- _Texto para análise_
Hoje já é certo que o misógino, egocêntrico e egoísta que o Partido Republicano americano decidiu escolher há 5 anos como seu candidato à presidência da República dos Estados Unidos da América do Norte perdeu as eleições que lhe permitiriam a sua reeleição no cargo. Dos estados decisivos que faltam apurar – Geórgia, Pensilvânia, Nevada e Arizona, todos se encaminham para uma vitória do seu opositor Joe Biden.
Nestas eleições diferentes de todas as outras, devido à COVID-19, os democratas instigaram os seus apoiantes a votar por correspondência (para evitar aglomerações em mesas de voto) enquanto os trumpistas, muitos negacionistas da pandemia, fizeram o contrário, apelando ao voto presencial nas mesas de voto.

- _Linhas extraídas_
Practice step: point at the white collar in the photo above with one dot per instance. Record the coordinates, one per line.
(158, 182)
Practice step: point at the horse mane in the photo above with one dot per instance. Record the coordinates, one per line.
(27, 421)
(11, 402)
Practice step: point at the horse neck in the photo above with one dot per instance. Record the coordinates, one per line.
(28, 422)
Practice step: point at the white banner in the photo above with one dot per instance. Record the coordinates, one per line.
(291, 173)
==
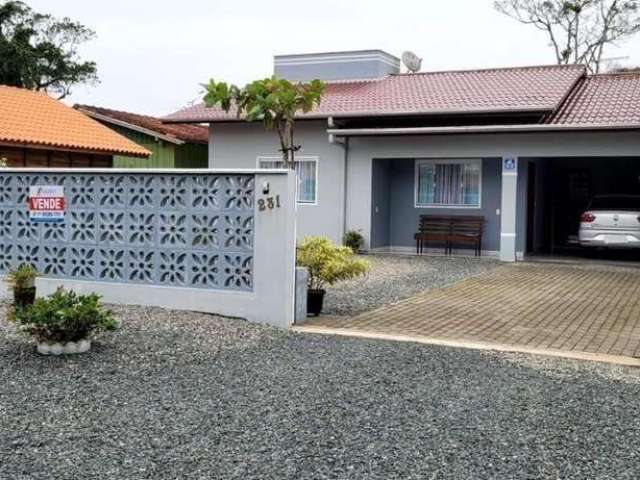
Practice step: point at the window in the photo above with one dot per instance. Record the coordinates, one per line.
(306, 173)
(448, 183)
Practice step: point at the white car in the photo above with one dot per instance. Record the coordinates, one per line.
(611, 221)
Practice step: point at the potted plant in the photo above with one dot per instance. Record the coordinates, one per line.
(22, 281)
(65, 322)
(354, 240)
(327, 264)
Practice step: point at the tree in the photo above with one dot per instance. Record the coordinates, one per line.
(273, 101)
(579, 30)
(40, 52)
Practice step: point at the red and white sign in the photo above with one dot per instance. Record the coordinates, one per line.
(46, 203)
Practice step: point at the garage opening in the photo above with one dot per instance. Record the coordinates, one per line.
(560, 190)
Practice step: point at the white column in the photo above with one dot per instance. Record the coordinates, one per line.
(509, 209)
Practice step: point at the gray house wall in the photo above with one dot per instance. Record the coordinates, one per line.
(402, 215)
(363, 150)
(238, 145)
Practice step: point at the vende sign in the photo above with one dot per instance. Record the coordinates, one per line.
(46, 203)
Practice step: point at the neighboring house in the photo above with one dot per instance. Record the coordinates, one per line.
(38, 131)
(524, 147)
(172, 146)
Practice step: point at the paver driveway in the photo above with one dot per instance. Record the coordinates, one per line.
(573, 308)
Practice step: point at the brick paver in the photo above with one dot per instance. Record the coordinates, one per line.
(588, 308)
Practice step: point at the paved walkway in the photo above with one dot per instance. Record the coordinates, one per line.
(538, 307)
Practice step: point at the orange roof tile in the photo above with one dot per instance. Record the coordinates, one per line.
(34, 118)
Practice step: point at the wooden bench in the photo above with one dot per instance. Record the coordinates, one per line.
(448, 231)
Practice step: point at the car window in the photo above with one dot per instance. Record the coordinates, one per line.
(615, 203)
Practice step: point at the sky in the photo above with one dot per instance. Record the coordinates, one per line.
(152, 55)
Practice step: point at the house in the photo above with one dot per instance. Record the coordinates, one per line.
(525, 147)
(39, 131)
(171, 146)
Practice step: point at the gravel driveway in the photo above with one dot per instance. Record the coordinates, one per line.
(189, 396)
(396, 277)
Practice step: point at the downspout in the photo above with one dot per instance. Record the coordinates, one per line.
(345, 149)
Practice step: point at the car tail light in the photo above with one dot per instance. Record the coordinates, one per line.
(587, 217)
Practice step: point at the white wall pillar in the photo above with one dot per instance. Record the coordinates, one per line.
...
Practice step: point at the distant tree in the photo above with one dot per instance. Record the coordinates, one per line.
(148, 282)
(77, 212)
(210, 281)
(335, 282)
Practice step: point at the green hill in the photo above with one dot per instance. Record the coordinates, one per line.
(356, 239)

- _Exercício 1_
De acordo com o texto sobre as eleições americanas, com que objetivo os democratas pediram aos seus apoiantes que votassem por correspondência?
- _Exercício 2_
Enumere os estados decisivos que, segundo o texto sobre as eleições americanas, ainda faltavam apurar.
- _Exercício 3_
Escreva a continuação do texto sobre as eleições americanas a partir da última frase apresentada.
As linhas extraídas não servem para nenhuma parte deste trabalho.

- _Espaço para resposta 1_
Para evitar aglomerações nas mesas de voto.

- _Espaço para resposta 2_
Geórgia, Pensilvânia, Nevada e Arizona.

- _Espaço para resposta 3_
Trump, ciente que estava há muito que a eleição seria apertada, ensaiou desde cedo uma narrativa de que os votos por correio seriam fraudulentos e ilegais. Ontem, à medida que esses votos por correspondência iam sendo contados, os últimos a serem-no, veio mais uma vez vitimizar-se dizendo que “era o vencedor dos votos legais”, dizendo-se roubado sem apresentar provas, pejando a sua verborreia de mentiras descaradas, de fake-news, para evitar reconhecer a derrota que sabe ter sofrido, em mais um acto ridículo de exibição de falta de nobreza e aptidão para presidir ao que quer que seja. Um berreiro desesperado e ilógico incendiando os ânimos em Phoenix e em todo o país.
Mas estas eleições foram igualmente uma espécie de referendo, não a Trump mas àquilo que hoje são os EUA, onde quase 70 milhões de eleitores insistiram em dar o mandato a um indivíduo que faria alguns ditadores corar de vergonha, que transformou a política num reality-show de fraca qualidade, sem qualquer respeito por conceitos como a verdade, boa-fé, ciência, decência, honradez, igualdade ou carácter. Alguém que unicamente se preocupa com os seus dólares e com a sua sucessão dinástica.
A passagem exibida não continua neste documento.